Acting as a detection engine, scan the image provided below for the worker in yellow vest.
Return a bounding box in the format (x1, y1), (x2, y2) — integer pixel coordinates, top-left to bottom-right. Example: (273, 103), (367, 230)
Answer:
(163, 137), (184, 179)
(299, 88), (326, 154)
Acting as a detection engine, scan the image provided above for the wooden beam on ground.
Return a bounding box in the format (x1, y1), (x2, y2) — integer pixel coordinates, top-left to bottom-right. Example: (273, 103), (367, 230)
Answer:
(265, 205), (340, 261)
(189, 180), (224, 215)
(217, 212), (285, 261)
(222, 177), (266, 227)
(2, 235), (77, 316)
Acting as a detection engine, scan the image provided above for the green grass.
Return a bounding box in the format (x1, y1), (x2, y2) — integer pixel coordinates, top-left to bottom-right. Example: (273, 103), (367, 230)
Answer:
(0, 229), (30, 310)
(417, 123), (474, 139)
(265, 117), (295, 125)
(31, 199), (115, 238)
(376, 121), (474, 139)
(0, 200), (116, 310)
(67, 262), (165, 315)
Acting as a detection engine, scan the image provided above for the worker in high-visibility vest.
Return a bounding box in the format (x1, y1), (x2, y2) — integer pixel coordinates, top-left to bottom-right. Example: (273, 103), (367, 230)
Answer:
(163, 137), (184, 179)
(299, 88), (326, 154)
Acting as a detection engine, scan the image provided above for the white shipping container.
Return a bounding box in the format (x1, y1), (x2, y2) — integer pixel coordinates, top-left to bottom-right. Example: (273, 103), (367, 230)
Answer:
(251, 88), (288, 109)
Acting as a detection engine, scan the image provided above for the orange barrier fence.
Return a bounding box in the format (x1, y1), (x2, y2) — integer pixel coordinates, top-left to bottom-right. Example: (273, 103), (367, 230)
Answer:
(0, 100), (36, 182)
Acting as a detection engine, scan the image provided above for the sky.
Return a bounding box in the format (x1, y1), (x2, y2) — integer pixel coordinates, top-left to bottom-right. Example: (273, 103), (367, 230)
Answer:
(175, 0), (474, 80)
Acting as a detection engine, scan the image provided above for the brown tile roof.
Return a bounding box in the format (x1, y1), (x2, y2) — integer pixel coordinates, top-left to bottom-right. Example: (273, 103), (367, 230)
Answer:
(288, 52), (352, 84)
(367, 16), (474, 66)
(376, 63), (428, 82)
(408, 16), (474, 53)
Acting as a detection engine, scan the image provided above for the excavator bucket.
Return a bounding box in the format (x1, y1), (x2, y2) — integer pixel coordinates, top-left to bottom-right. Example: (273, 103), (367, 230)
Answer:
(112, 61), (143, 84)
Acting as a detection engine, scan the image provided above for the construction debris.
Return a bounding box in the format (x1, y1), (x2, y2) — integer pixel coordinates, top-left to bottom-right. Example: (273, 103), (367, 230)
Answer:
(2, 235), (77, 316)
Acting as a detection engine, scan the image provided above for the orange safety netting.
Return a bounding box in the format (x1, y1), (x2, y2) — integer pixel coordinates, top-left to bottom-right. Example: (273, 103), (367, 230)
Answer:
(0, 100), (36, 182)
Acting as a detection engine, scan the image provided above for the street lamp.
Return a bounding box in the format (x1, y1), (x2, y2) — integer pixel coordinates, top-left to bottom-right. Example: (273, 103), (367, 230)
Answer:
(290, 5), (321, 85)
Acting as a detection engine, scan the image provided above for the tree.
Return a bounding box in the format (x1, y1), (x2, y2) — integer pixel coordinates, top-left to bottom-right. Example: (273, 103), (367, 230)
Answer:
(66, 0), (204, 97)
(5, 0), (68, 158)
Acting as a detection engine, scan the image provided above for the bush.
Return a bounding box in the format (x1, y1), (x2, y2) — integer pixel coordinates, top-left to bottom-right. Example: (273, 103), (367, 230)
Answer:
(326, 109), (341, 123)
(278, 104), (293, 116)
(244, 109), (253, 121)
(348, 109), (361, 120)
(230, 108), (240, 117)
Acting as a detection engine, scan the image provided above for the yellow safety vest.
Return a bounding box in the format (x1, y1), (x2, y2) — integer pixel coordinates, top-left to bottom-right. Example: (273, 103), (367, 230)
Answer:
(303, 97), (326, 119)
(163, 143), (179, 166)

* _Work required_
Rewrite the items from the line containing "white shipping container." up to and including the line containing "(175, 0), (474, 80)", keeping every line in that span. Increase each bounding-box coordinate in the answers by 111, and leave all other text, including the sample coordinates, unchanged.

* _Exercise response_
Acting as a detection engine, scan the image provided above for the white shipping container.
Return a bounding box in the format (x1, y1), (x2, y2) — integer pixel coordinates, top-left to bottom-right. Example: (273, 103), (367, 230)
Answer:
(362, 199), (399, 220)
Acting as a detection engine, scan the image provided above for the orange barrier fence.
Return a bounding box in the format (x1, y1), (x2, y2) — integer pixel coordinates, top-left to bottom-right. Example: (273, 103), (367, 230)
Answer:
(111, 211), (147, 293)
Acting as a detection engine, scan the image provided above for the sky.
Return a bounding box in the format (x1, y1), (x2, y2) — integer pixel coordinates, top-left to bottom-right. Example: (273, 103), (367, 230)
Answer:
(286, 111), (585, 191)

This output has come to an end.